*Directions*. Copy every one of the records below line for line, changing nothing.

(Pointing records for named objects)
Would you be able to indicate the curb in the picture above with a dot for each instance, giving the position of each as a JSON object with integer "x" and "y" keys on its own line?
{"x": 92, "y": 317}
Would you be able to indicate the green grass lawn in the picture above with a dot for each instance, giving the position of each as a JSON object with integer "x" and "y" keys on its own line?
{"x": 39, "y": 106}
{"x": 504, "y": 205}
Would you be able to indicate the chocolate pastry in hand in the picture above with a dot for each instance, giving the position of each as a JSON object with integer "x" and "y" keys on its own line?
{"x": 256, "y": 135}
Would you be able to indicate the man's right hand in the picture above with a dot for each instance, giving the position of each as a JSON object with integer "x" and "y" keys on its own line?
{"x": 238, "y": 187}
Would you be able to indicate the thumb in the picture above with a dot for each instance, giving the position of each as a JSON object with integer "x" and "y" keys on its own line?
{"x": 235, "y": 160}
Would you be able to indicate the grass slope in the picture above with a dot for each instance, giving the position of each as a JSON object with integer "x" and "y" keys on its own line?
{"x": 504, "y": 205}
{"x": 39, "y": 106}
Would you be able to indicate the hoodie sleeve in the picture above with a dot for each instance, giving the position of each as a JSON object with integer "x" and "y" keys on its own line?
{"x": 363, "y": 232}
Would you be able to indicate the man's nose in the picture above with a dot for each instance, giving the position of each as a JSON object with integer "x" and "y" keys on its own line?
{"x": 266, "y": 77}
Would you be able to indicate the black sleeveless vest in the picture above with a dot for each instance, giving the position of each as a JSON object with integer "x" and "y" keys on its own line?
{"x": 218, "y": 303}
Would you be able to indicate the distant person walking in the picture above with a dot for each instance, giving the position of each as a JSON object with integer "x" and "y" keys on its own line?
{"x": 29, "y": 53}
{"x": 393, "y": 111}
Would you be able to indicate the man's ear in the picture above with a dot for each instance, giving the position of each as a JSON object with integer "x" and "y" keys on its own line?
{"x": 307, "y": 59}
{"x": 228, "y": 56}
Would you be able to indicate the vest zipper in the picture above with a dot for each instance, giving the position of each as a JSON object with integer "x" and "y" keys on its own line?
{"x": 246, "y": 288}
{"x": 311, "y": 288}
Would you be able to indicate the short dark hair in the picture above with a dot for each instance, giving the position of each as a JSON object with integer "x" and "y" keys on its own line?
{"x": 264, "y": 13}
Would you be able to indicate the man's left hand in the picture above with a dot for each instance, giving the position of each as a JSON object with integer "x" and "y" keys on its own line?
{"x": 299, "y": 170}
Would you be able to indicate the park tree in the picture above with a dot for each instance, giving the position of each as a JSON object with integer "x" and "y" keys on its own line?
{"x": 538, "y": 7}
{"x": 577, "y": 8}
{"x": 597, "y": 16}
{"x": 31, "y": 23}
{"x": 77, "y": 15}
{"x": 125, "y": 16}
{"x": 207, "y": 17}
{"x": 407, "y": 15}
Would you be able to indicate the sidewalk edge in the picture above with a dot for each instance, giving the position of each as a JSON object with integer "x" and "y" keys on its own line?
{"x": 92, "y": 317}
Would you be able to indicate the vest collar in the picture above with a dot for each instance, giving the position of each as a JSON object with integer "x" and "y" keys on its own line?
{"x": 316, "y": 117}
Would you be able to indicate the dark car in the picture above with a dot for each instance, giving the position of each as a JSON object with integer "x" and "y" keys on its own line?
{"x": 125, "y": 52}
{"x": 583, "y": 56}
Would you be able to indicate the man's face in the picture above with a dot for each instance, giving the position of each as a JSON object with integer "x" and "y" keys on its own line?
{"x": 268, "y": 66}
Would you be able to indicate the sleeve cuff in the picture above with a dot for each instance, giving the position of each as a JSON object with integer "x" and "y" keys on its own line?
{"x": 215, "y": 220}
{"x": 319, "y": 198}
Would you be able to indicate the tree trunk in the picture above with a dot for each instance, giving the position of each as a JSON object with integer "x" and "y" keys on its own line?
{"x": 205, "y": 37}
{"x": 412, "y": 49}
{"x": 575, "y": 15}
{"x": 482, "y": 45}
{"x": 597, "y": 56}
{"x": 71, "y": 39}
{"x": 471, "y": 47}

*Response to this exercise*.
Would you be able to indicate the curb in the picture above with a dot for each instance, giving the position of each as a JSON object with integer "x" and "y" keys on its own line?
{"x": 92, "y": 317}
Would you be able to indicate the green grass lawn in the picture above with a dot for each instance, giving the position of each as a JSON object with integer "x" and "y" keys on its own line?
{"x": 39, "y": 106}
{"x": 504, "y": 205}
Would you be able to indicate the chocolate pastry in hand in the picture above with a dot for each instance, giving the position of each as a JSON object with integer "x" and "y" keys on its own line?
{"x": 256, "y": 135}
Would you be able to indicate the man's right hand in the picture above with a dot for each instance, giving the position of each as a JSON object with integer "x" and "y" keys on its own line?
{"x": 238, "y": 187}
Would you be able to indicate the thumb in the picture above with a dot for each instance, giving the position of each as a JSON object with integer "x" and "y" keys on its own line?
{"x": 235, "y": 160}
Would you be able to indicate the grass slope in the picture above with a dot for each instance, giving the position of each as a JSON object with integer "x" and "y" keys on its own line?
{"x": 504, "y": 205}
{"x": 39, "y": 106}
Would you be able to indicate the hoodie sleeve in the picture above with a dot for each instance, giving the position of each as a JSON object with integer "x" and "y" keys on its own line?
{"x": 363, "y": 232}
Would you be able to indicate the man's nose in the picture above with a dot for each instance, giving the position of each as a JSON object with integer "x" and "y" keys on its own line?
{"x": 266, "y": 77}
Would you be able to indicate the black sleeveless vest in the picture above with a dot for each instance, giving the position of each as a JSON object with integer "x" and "y" keys on its own line?
{"x": 218, "y": 303}
Would you be able to indicate the distant person walking in the picture above with a dot for each instance, giving the position of each as a JSON object with integer "x" and "y" keys on its own line?
{"x": 29, "y": 53}
{"x": 393, "y": 111}
Would you be able to indicate the man's ear in the picture above with a dot for each instance, giving the position of each as a JSON object with integer "x" and "y" keys on its own line?
{"x": 307, "y": 59}
{"x": 228, "y": 56}
Would you be able to indicate the vest zipper in the picture above with a dot for each instance, giving the position of each as a JSON object with integer "x" and "y" keys on its own line?
{"x": 246, "y": 288}
{"x": 311, "y": 288}
Would you be able to indicate the short dark hair in the picture above with a dot for each instance, giving the position of each as a JSON object with integer "x" and "y" keys on its own line?
{"x": 264, "y": 13}
Would you be able to indicate the man's left hand in the picture above with a dot for each instance, giving the position of each as a JSON object with integer "x" and "y" keys on its own line?
{"x": 299, "y": 170}
Would you be able to indicate the park tree in the picture above with a dot for each instance, giving the position of each as a JSON object with integer "x" and "y" keys on its own line?
{"x": 538, "y": 7}
{"x": 577, "y": 8}
{"x": 597, "y": 16}
{"x": 31, "y": 23}
{"x": 77, "y": 15}
{"x": 125, "y": 16}
{"x": 207, "y": 17}
{"x": 407, "y": 15}
Would you be able to indicate the sidewalk edge in the picture above with a dot for each instance, giving the position of each as a JSON object with integer "x" and "y" keys on its own line?
{"x": 92, "y": 317}
Would you be able to indicate the vest collar in the picture above with a dot for each instance, giving the position of each as a JSON object with integer "x" and "y" keys on its own line?
{"x": 316, "y": 117}
Would you be able to indicate the dark car in the picture above with a dot for each instance, giving the position of each as a JSON object with integer "x" and "y" keys on its own line?
{"x": 125, "y": 52}
{"x": 583, "y": 56}
Would you be able to indicate the man's face in the picture above with a dot for each instance, giving the position of each as a JSON object with integer "x" and "y" keys on its own line?
{"x": 268, "y": 66}
Would you be able to indicate the sleeve cuff in the picture above with a dot for each instance, giving the position of each as a JSON object with integer "x" and "y" keys on its own line?
{"x": 215, "y": 220}
{"x": 319, "y": 198}
Would you be able to indicate the tree trunk in the picture above with a dot for each instance, giving the position of each as a JSON object with integer "x" and "y" keys on its own line?
{"x": 205, "y": 37}
{"x": 412, "y": 49}
{"x": 575, "y": 15}
{"x": 482, "y": 45}
{"x": 597, "y": 56}
{"x": 71, "y": 39}
{"x": 471, "y": 47}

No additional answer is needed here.